§ **Extrait du texte**:
---
Il n'est pas désagréable, ce Natacha. Loin de là !
Mais il tire en tous sens. Il tire et s'étire tant et si bien qu'il éclate en éclats de souvenirs.


Natacha et les dinosaures, c'est bien évidemment une tentative de surfer sur la vague Jurassik Park du duo Spielberg-Crichton, déferlante cinématographique qui faisait fureur dans les années 90: 1993 et 1997, les Dents de l'affaire !
Mais déjà le deuxième Jurassik Park prenait le sous-titre Le Monde perdu et prétendait ajouter une adaptation de Conan Doyle à son palmarès. Le Monde perdu de Conan Doyle, une aventure du Pr Challenger, le héros éclipsé par Sherlock Holmes, qui a néanmoins elle aussi triomphé à la même époque, générant pas moins qu'une adaptation télévisuelle de type mini-série avec MM. Peter Falk & Bob Hoskins et une série librement adaptée mais se réclamant de son titre et de son personnel. Pris en tenaille entre deux adaptations de l'oeuvre de Conan Doyle - le deuxième opus spielbergien de 1997 et la série de 1999 - rien d'étonnant à ce que Natacha vienne à son se faire une gorge chaude de l'un des plus verniens roman du père du Brigadier Gérard tout en raillant "Mesozoïk Park" au passage, le gratifiant d'un 16e volet boudé par les jeunes héros.
---
Entrées de localisation d'objets dans des images:

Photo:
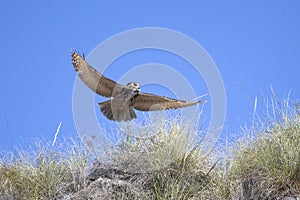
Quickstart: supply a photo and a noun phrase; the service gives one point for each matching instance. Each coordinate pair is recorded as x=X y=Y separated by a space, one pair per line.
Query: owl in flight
x=125 y=98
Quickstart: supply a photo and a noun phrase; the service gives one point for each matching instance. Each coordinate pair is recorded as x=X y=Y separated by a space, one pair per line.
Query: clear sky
x=254 y=44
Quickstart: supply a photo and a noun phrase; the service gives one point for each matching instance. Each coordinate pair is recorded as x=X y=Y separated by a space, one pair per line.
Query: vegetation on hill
x=264 y=164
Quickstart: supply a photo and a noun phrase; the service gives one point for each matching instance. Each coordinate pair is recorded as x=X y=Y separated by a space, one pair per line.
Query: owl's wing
x=149 y=102
x=93 y=79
---
§ **Consignes**:
a: Répondez aux questions suivantes d'après l'extrait sur Natacha et les dinosaures.
(i) Quelles années sont citées pour la déferlante cinématographique Jurassik Park ?
(ii) Quel sous-titre le deuxième Jurassik Park prenait-il ?
(iii) Quels acteurs l'extrait mentionne-t-il pour l'adaptation télévisuelle de type mini-série ?
b: Convertissez l'ensemble des enregistrements de localisation d'objets ci-dessus en une liste JSON de chaînes, à raison d'une chaîne par ligne, en omettant les lignes vides. Laissez les images de côté dans votre réponse.

§ **Résultats par consigne**:
a:
(i) 1993 et 1997.
(ii) Le Monde perdu.
(iii) Peter Falk et Bob Hoskins.

b:
[
  "Photo:",
  "Quickstart: supply a photo and a noun phrase; the service gives one point for each matching instance. Each coordinate pair is recorded as x=X y=Y separated by a space, one pair per line.",
  "Query: owl in flight",
  "x=125 y=98",
  "Quickstart: supply a photo and a noun phrase; the service gives one point for each matching instance. Each coordinate pair is recorded as x=X y=Y separated by a space, one pair per line.",
  "Query: clear sky",
  "x=254 y=44",
  "Quickstart: supply a photo and a noun phrase; the service gives one point for each matching instance. Each coordinate pair is recorded as x=X y=Y separated by a space, one pair per line.",
  "Query: vegetation on hill",
  "x=264 y=164",
  "Quickstart: supply a photo and a noun phrase; the service gives one point for each matching instance. Each coordinate pair is recorded as x=X y=Y separated by a space, one pair per line.",
  "Query: owl's wing",
  "x=149 y=102",
  "x=93 y=79"
]